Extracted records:
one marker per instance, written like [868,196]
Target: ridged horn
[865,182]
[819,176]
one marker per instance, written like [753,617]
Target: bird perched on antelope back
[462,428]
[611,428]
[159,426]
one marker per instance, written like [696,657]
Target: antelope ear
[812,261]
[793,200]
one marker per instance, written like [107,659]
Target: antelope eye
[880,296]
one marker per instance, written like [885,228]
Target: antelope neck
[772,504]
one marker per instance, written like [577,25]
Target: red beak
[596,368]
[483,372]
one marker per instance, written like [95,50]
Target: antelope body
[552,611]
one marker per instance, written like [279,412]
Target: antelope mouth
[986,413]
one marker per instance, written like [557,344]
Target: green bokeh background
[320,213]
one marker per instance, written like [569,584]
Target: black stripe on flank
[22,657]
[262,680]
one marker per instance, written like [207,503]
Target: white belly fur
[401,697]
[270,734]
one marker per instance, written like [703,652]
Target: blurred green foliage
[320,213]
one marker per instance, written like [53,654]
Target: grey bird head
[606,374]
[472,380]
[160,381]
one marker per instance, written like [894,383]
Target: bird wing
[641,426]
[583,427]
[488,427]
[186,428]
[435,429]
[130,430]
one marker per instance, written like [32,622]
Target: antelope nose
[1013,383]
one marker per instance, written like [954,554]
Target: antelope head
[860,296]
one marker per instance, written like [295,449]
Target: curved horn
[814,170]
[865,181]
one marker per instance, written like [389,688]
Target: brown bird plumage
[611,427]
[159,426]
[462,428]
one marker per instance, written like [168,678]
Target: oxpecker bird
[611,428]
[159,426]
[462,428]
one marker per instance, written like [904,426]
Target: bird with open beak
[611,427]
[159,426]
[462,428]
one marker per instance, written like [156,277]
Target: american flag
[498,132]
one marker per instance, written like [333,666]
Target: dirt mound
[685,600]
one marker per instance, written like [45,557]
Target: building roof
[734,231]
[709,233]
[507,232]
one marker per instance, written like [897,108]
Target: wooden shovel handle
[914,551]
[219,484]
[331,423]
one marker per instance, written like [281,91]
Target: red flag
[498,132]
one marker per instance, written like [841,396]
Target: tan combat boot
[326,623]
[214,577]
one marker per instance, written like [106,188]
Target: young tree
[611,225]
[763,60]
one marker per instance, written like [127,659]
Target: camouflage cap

JOB
Return, unchanged, the lines of the listing from the one containing "one marker per instance, written like [295,449]" through the last line of the listing, both included.

SOLUTION TO THE EXERCISE
one marker per instance, written like [295,449]
Target: curved horn
[814,170]
[865,181]
one marker per instance, written like [389,688]
Target: brown bird plumage
[611,427]
[159,426]
[462,428]
one marker per instance, written like [168,678]
Target: oxpecker bird
[611,428]
[159,426]
[462,428]
one marker per instance, written like [904,426]
Target: bird with open beak
[611,427]
[159,426]
[462,428]
one marker per instance, written like [156,277]
Target: american flag
[498,132]
one marker per instance, written like [333,666]
Target: dirt mound
[685,600]
one marker per instance, written like [45,557]
Target: building roof
[734,231]
[709,233]
[507,232]
one marker per instance, written like [897,108]
Target: wooden shovel handle
[914,551]
[219,484]
[331,423]
one marker per instance, written like [281,91]
Target: red flag
[498,132]
one marker per instance, written like [841,396]
Target: tan combat boot
[326,623]
[214,577]
one marker per instance, written like [106,188]
Target: young tree
[611,225]
[763,60]
one marker per instance, written like [127,659]
Target: camouflage cap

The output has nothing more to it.